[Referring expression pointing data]
◇ ◇ ◇ ◇
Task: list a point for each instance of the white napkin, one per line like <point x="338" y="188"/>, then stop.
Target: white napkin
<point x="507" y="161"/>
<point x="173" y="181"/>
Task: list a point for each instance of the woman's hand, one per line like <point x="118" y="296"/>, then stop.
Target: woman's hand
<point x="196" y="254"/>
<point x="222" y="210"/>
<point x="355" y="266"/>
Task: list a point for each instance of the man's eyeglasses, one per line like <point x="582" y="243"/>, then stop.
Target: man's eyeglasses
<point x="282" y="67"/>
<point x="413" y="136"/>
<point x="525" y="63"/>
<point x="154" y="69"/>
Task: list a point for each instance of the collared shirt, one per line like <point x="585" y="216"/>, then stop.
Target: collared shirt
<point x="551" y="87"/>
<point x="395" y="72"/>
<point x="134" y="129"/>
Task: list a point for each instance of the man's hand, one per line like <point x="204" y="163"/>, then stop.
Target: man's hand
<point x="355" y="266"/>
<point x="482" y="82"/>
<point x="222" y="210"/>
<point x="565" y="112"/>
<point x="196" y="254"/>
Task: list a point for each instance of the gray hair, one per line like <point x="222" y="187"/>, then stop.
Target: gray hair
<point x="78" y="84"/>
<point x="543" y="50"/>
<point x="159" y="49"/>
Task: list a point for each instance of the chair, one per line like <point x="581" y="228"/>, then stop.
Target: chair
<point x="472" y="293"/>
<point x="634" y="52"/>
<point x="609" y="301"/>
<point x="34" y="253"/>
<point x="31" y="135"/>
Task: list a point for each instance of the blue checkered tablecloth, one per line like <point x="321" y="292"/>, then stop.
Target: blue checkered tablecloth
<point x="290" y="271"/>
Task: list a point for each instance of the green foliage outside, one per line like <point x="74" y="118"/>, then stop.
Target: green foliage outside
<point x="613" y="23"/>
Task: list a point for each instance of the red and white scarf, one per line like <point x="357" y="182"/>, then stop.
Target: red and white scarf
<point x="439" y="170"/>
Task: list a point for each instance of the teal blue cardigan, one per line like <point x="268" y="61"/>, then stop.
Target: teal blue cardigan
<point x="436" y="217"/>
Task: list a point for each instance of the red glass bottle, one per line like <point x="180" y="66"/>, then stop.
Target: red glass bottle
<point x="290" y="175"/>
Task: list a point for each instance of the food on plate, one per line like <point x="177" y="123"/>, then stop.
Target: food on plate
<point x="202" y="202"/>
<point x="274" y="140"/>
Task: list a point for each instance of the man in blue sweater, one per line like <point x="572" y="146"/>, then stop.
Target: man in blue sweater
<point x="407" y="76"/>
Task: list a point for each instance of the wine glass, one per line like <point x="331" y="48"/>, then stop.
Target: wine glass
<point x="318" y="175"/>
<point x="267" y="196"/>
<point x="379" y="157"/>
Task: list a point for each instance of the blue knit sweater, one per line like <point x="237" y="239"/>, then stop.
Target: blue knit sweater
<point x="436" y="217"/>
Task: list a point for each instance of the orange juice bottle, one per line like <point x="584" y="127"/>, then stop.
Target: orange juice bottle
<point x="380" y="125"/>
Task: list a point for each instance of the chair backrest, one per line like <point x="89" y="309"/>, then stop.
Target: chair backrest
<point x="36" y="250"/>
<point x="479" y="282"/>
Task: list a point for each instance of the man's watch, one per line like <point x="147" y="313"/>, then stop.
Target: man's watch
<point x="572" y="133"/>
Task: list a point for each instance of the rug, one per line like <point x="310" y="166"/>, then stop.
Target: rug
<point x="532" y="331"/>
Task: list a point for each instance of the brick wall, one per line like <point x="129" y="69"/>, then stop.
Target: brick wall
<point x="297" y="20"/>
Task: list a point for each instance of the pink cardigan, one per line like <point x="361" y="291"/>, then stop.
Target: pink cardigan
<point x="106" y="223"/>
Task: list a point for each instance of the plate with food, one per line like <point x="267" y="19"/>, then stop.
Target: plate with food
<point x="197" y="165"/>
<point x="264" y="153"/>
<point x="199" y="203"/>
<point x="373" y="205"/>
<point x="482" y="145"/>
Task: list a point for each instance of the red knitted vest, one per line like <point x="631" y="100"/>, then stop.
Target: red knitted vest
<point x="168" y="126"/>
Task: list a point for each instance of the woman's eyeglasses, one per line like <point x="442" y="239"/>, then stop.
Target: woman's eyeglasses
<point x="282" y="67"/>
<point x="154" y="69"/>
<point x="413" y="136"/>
◇ ◇ ◇ ◇
§ What the task requires: Whatever the number of entries above, each one is to be copied exactly.

§ Written response:
Task: list a point for each instance of the white napkin, one per line like <point x="338" y="188"/>, then stop.
Target: white napkin
<point x="507" y="161"/>
<point x="173" y="181"/>
Task: list a point for each instance of the woman's hand, one per line like <point x="118" y="296"/>, then stop.
Target: woman's hand
<point x="196" y="254"/>
<point x="222" y="210"/>
<point x="355" y="266"/>
Task: list a point for each instance of the man's eyeglasses, one per line like <point x="582" y="243"/>, then stop.
Target: man's eyeglasses
<point x="282" y="67"/>
<point x="413" y="136"/>
<point x="525" y="63"/>
<point x="154" y="69"/>
Task: list a point for each instance of the collared shirt, one per line like <point x="585" y="216"/>, then stop.
Target: collared shirt
<point x="551" y="87"/>
<point x="395" y="72"/>
<point x="134" y="129"/>
Task: list a point for each instance of the man's hand, one per line like <point x="204" y="163"/>, then stop.
Target: man's hand
<point x="355" y="266"/>
<point x="482" y="82"/>
<point x="222" y="210"/>
<point x="565" y="112"/>
<point x="196" y="254"/>
Task: list a point for each instance of the gray hair, one per line like <point x="222" y="187"/>, then stop.
Target: gray hair
<point x="78" y="84"/>
<point x="543" y="50"/>
<point x="159" y="49"/>
Task: list a point for each instance of the chair, one per line like <point x="581" y="228"/>, then stop.
Target: chair
<point x="472" y="293"/>
<point x="634" y="52"/>
<point x="609" y="301"/>
<point x="34" y="253"/>
<point x="31" y="135"/>
Task: list a point for each instance of the blue checkered tablecloth, one per line like <point x="321" y="292"/>, then stop.
Target: blue checkered tablecloth
<point x="290" y="271"/>
Task: list a point for each instance of the green foliage outside, one per line like <point x="74" y="118"/>, then stop.
Target: green foliage outside
<point x="613" y="23"/>
Task: list a point for each instance of the red and white scarf, one per line like <point x="357" y="182"/>, then stop.
Target: red and white scarf
<point x="439" y="170"/>
Task: list a point for each instance of the teal blue cardigan, one per line like <point x="268" y="61"/>, then stop.
Target: teal blue cardigan
<point x="436" y="217"/>
Task: list a point for each instance of the red glass bottle, one per line like <point x="180" y="66"/>, then stop.
Target: red glass bottle
<point x="290" y="175"/>
Task: list a point for each instance of the food on plate, one per line like <point x="177" y="123"/>, then stop.
Target: food on plate
<point x="202" y="202"/>
<point x="274" y="140"/>
Task: list a point for each instance of the man in blue sweater, one per line like <point x="572" y="146"/>, then stop.
Target: man in blue sweater
<point x="407" y="76"/>
Task: list a point for each instance of the wine glass, one per line like <point x="331" y="48"/>, then stop.
Target: wine glass
<point x="318" y="175"/>
<point x="267" y="196"/>
<point x="379" y="157"/>
Task: list a point for each instance of the blue knit sweater, one per line like <point x="237" y="239"/>, then stop.
Target: blue knit sweater
<point x="436" y="217"/>
Task: list a point for each instance of the orange juice bottle, one per line like <point x="584" y="127"/>, then stop.
Target: orange juice bottle
<point x="380" y="125"/>
Task: list a point for each instance of the chair backrest, one per line like <point x="89" y="309"/>, then stop.
Target: chair backrest
<point x="36" y="250"/>
<point x="479" y="282"/>
Task: list a point for each instance of the man's watch, one per line like <point x="147" y="313"/>, then stop.
Target: man's watch
<point x="572" y="133"/>
Task: list a point for each instance of the rug, one per line like <point x="310" y="166"/>, then stop.
Target: rug
<point x="532" y="331"/>
Task: list a point for each instance of the brick wall, one per line like <point x="129" y="69"/>, then stop.
Target: brick wall
<point x="297" y="20"/>
Task: list a point for each instance of the pink cardigan, one per line like <point x="361" y="291"/>, then stop.
Target: pink cardigan
<point x="106" y="223"/>
Task: list a point for each instance of the plate with food, one per line like <point x="267" y="19"/>, then stop.
Target: plate with food
<point x="197" y="165"/>
<point x="264" y="153"/>
<point x="199" y="203"/>
<point x="373" y="205"/>
<point x="482" y="145"/>
Task: list a point for each instance of the red knitted vest, one per line like <point x="631" y="100"/>, then stop.
Target: red knitted vest
<point x="168" y="126"/>
Task: list a point for each instance of the woman's eyeglasses, one per line like <point x="442" y="239"/>, then stop.
Target: woman's eyeglasses
<point x="282" y="67"/>
<point x="154" y="69"/>
<point x="413" y="136"/>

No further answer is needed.